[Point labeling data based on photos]
☆ ☆ ☆ ☆ ☆ ☆ ☆
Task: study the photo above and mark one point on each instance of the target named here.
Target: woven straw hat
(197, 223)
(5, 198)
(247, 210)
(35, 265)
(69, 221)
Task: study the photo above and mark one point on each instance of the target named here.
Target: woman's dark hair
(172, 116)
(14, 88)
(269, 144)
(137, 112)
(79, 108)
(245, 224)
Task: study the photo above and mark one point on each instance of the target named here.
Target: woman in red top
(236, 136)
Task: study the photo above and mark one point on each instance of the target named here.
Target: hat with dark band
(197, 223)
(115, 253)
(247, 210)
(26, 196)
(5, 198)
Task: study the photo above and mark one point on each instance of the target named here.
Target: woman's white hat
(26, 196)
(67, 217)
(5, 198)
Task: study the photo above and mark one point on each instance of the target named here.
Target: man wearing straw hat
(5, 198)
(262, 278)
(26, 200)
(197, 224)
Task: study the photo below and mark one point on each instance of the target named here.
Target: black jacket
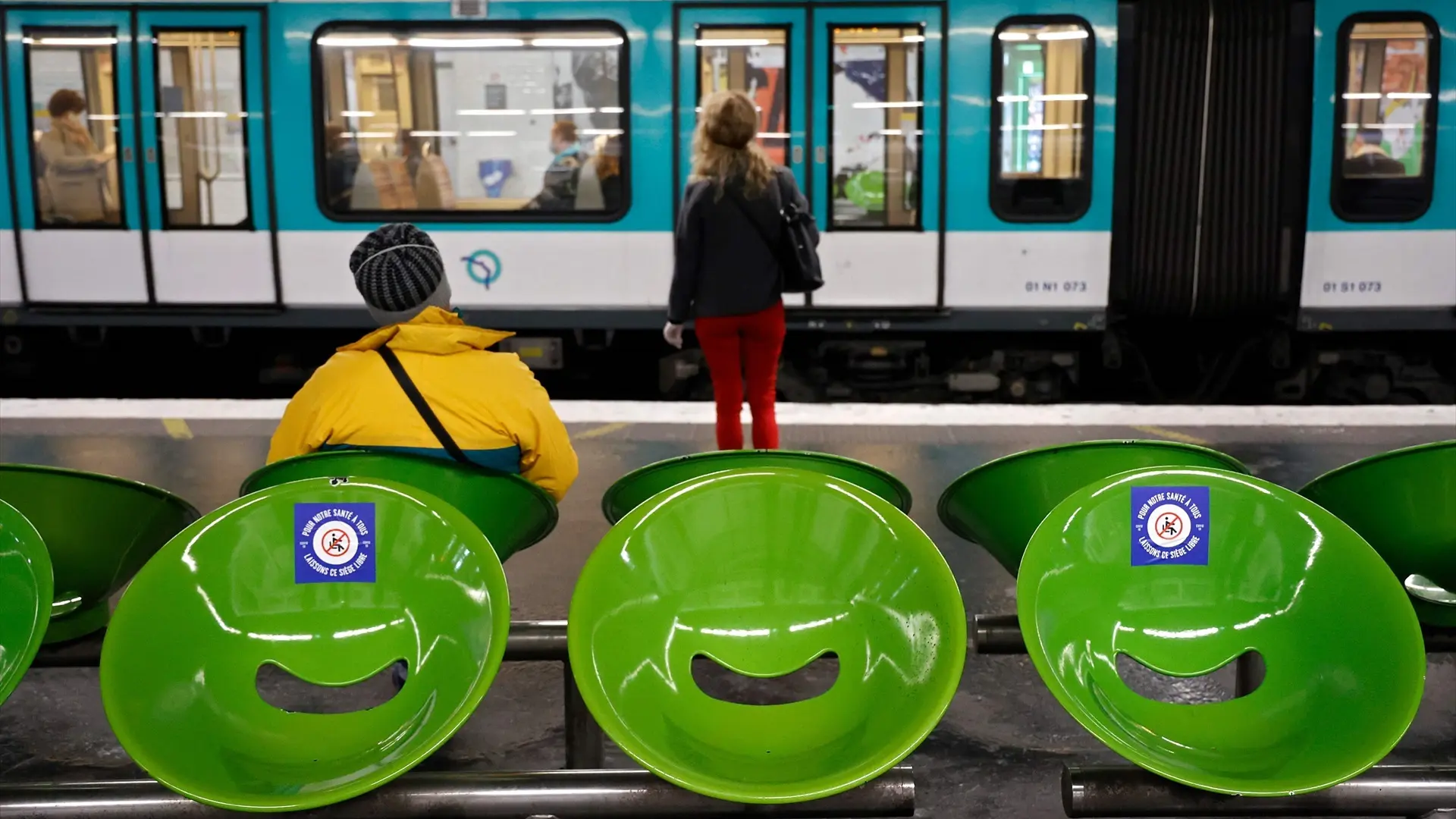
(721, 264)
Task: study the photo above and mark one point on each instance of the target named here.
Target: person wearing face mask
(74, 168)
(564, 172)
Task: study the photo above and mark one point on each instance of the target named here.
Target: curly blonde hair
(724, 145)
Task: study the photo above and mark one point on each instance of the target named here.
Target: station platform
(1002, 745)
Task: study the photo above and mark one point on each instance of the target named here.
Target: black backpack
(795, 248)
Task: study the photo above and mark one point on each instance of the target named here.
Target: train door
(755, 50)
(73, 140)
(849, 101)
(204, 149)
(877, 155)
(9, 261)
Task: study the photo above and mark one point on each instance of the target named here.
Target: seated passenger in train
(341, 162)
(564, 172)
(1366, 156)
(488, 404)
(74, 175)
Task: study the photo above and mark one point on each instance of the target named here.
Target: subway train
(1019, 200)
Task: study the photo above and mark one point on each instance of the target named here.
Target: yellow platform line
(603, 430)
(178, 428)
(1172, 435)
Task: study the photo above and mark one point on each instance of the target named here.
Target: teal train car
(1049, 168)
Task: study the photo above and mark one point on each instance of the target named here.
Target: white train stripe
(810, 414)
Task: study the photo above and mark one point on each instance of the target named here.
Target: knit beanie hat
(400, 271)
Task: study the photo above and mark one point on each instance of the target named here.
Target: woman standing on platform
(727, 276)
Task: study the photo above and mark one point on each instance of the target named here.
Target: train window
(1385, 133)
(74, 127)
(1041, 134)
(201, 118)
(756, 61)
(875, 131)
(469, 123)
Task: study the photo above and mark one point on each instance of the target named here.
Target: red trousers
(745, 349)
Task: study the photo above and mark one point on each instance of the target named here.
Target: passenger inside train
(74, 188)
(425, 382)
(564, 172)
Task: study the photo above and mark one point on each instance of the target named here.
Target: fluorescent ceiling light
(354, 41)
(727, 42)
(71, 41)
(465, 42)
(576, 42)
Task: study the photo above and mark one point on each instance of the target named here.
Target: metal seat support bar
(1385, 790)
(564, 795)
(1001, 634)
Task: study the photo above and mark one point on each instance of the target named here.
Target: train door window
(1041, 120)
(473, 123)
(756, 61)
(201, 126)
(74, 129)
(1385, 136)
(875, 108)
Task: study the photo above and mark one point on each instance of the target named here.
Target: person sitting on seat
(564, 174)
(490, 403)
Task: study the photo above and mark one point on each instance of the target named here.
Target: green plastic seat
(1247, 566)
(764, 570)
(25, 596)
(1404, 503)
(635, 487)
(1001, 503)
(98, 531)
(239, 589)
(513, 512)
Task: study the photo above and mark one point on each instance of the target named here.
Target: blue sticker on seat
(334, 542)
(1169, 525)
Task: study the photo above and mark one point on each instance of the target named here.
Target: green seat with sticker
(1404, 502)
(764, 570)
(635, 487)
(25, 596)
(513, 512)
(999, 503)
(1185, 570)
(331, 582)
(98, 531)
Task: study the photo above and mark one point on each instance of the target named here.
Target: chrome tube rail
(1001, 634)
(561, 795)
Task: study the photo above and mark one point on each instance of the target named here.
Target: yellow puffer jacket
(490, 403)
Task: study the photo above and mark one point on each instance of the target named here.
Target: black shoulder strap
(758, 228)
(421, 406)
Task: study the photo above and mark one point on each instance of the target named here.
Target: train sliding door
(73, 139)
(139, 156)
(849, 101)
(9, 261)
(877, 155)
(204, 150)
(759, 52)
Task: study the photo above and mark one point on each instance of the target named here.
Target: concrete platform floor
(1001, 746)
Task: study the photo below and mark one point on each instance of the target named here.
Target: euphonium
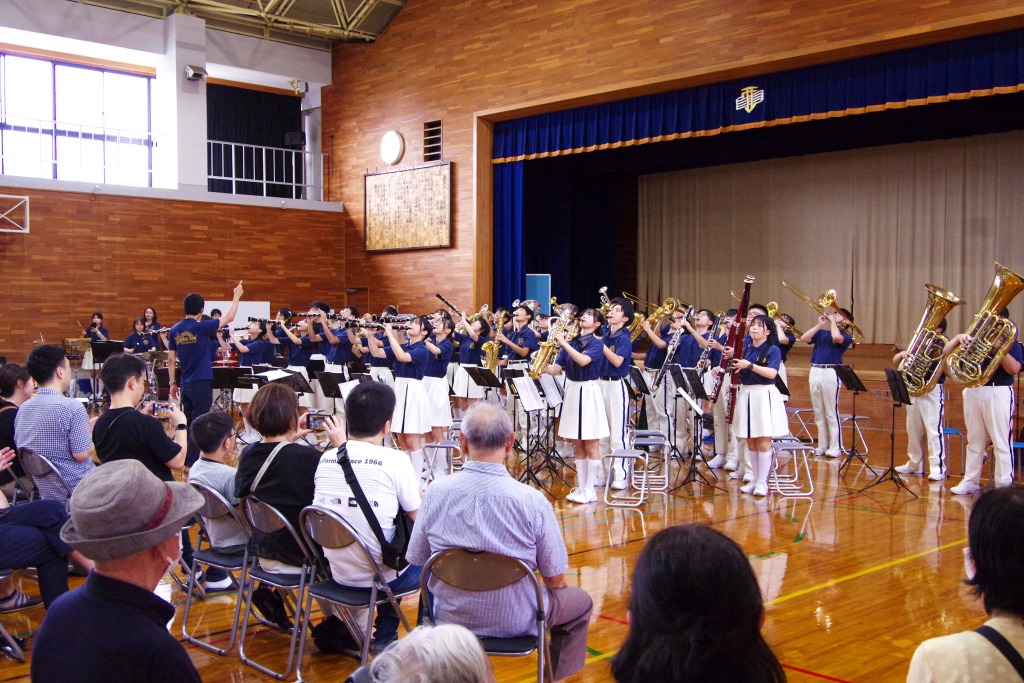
☆ ☆ ☆ ☆ ☆ ☆ ☆
- Stated goal -
Which lines of the entries above contain the word "black", with case counting? Report each such line in full.

- Task output -
Target: black jacket
Target: black backpack
Target: black shoulder strap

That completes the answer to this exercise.